▶ [Exercise description] Report every line of the data that includes "stone".
***** Records for processing *****
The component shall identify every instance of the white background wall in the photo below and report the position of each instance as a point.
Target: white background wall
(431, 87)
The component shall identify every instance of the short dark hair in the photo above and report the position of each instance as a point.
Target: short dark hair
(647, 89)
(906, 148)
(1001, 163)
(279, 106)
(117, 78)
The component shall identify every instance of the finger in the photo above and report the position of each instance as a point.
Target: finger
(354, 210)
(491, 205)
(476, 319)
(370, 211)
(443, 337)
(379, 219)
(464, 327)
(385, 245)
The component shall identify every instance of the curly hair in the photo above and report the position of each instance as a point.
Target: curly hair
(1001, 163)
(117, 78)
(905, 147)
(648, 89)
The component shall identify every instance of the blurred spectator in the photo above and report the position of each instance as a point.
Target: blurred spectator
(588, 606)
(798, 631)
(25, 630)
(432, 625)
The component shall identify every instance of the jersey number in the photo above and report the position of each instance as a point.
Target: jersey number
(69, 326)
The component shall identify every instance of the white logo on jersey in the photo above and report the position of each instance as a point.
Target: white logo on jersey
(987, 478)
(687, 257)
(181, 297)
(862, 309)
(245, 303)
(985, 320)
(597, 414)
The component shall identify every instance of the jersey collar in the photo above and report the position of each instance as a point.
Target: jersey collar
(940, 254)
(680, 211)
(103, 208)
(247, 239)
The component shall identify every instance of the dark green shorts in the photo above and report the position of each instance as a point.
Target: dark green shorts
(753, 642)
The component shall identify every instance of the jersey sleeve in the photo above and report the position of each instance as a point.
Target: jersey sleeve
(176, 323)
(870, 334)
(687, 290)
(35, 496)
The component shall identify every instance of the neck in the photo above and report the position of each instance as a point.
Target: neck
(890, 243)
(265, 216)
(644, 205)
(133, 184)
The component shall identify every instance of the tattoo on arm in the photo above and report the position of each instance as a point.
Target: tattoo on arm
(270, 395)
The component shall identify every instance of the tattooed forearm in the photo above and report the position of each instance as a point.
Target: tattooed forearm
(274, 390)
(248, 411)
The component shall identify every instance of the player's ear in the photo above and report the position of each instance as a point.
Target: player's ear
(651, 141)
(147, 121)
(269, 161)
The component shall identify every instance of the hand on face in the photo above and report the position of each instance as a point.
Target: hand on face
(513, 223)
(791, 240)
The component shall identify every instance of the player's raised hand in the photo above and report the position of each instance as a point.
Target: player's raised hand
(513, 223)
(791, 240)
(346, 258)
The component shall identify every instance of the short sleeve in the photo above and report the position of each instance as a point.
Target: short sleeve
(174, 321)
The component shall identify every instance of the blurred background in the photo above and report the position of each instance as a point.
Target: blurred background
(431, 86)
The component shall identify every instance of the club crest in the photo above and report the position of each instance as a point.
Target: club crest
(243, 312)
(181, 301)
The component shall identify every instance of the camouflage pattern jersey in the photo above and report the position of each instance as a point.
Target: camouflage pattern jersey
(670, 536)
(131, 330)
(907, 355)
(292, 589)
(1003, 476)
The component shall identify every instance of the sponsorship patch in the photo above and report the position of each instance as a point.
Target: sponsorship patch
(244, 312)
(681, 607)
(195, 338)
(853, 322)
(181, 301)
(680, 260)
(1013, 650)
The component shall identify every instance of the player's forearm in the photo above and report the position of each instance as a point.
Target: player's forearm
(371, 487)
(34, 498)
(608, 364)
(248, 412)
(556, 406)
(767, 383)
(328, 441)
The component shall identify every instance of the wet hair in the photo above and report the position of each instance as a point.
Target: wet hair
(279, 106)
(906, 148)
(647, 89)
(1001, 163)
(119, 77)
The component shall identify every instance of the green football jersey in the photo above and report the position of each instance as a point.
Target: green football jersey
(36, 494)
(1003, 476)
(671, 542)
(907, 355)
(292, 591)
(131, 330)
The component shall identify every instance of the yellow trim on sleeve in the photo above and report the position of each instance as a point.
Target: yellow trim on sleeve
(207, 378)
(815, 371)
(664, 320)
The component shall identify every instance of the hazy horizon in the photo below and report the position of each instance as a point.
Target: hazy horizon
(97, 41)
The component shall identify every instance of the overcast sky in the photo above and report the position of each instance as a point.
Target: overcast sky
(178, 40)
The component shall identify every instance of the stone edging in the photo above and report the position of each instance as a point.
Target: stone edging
*****
▶ [Answer for the task]
The component shall identify every instance of the stone edging in the photo above and report the position of each instance as a point.
Target: stone edging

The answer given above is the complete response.